start
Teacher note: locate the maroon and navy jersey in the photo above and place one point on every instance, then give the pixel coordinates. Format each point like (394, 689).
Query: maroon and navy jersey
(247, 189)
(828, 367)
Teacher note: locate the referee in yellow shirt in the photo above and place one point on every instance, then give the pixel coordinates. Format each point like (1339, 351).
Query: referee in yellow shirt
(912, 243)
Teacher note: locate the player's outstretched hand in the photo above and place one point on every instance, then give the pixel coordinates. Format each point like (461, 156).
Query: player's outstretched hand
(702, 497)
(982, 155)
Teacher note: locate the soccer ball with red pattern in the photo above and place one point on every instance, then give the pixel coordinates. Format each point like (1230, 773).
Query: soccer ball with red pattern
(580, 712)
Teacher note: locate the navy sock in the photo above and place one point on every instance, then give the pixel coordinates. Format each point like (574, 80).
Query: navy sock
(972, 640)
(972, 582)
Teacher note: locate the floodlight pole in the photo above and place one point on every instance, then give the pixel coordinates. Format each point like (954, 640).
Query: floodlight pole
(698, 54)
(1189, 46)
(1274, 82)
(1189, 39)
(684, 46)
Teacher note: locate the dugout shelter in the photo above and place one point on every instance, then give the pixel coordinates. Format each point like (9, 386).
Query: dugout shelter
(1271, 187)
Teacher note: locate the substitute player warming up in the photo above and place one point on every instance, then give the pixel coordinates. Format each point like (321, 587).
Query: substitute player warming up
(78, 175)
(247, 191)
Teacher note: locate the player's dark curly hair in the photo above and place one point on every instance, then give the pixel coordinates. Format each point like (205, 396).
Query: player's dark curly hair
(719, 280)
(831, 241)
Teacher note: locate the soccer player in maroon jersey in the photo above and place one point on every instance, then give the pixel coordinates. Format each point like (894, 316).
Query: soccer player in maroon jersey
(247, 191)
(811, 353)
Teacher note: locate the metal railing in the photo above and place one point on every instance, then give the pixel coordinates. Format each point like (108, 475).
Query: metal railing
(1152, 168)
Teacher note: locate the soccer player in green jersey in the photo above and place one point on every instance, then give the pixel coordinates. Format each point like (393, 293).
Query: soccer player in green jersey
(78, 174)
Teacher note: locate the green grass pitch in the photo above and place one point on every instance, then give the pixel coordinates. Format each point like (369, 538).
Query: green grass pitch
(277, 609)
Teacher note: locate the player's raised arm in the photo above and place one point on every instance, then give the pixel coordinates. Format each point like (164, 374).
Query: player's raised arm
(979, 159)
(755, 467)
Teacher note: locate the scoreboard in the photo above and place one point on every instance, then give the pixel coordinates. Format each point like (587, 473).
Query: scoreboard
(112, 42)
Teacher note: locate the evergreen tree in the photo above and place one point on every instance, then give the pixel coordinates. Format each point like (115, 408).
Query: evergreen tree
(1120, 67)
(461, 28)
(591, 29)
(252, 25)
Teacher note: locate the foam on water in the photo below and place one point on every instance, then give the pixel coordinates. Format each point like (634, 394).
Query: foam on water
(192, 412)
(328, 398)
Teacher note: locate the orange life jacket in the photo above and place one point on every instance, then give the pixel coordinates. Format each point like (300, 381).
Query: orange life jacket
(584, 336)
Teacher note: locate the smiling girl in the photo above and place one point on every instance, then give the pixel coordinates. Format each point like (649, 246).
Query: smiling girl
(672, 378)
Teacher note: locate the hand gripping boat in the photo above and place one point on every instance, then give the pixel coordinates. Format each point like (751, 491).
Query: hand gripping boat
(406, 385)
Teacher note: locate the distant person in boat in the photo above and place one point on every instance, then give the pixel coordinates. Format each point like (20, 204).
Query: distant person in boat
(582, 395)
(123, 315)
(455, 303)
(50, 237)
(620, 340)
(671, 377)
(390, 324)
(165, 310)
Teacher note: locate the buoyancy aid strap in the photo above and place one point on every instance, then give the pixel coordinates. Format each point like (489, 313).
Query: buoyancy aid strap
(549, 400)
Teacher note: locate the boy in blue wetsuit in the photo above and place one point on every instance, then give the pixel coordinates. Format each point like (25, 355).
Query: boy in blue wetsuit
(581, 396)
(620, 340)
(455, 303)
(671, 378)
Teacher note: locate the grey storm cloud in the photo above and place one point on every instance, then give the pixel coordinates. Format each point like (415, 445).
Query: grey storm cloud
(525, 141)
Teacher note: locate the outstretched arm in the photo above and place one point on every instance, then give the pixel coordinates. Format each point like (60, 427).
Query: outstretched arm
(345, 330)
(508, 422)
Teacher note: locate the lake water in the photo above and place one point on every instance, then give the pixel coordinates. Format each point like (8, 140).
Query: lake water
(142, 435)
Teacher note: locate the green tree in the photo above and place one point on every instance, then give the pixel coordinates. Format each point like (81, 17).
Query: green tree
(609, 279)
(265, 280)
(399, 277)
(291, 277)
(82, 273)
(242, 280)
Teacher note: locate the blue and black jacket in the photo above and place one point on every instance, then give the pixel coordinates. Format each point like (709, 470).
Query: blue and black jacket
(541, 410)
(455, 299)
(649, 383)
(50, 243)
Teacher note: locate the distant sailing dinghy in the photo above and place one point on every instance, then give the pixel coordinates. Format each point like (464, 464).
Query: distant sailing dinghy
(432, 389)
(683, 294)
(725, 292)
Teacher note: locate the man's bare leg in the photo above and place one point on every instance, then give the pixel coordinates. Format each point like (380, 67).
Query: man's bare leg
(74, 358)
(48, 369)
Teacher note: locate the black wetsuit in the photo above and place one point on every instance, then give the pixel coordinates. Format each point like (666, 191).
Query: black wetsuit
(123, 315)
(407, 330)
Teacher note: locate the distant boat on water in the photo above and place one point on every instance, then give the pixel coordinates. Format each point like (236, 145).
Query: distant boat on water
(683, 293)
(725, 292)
end
▶ **EXERCISE OBJECTIVE**: Rewrite the records above from the first line through the line containing "(1271, 187)", requests included, and shift every number in the answer coordinates by -10.

▶ **RESPONSE TO THE TASK**:
Teacher note: locate the maroon and navy jersey in the photo above and place one point on every instance, then give the pixel coordinates. Format each point like (394, 689).
Query: maroon and navy jersey
(237, 179)
(818, 357)
Teacher note: locate the referee in yellow shirt in the photo above and place one point on every instance, then give the pixel coordinates. Format each point like (1339, 351).
Query: referee in yellow shirt
(902, 233)
Teacher note: locate the player's outstretched hand in the photo above and place one point on every instance, then give the pixel coordinates. Format each point like (461, 156).
Query: player's outstretched hand
(692, 487)
(972, 145)
Teacher note: locate the soccer ball with red pattern in the photo above and place one point on every instance, then give the pixel coordinates. Format each point like (1230, 773).
Query: soccer ball with red pattern
(570, 702)
Teacher note: locate the navy sock in the photo above and place one point on every instance, then give the pixel coordinates. Format each point like (574, 80).
Query: navy sock
(962, 630)
(962, 572)
Teacher note: locate the floodlight pole in the photo above and place one point on every instance, then give the pixel coordinates. Format each point like (954, 640).
Query: floodlight pole
(688, 44)
(1179, 36)
(1264, 72)
(1179, 29)
(674, 36)
Teacher note: locate the dugout shelter in the photo above and place one point on every instance, then give the pixel coordinates. Format each point like (9, 386).
Query: dugout shelter
(1261, 177)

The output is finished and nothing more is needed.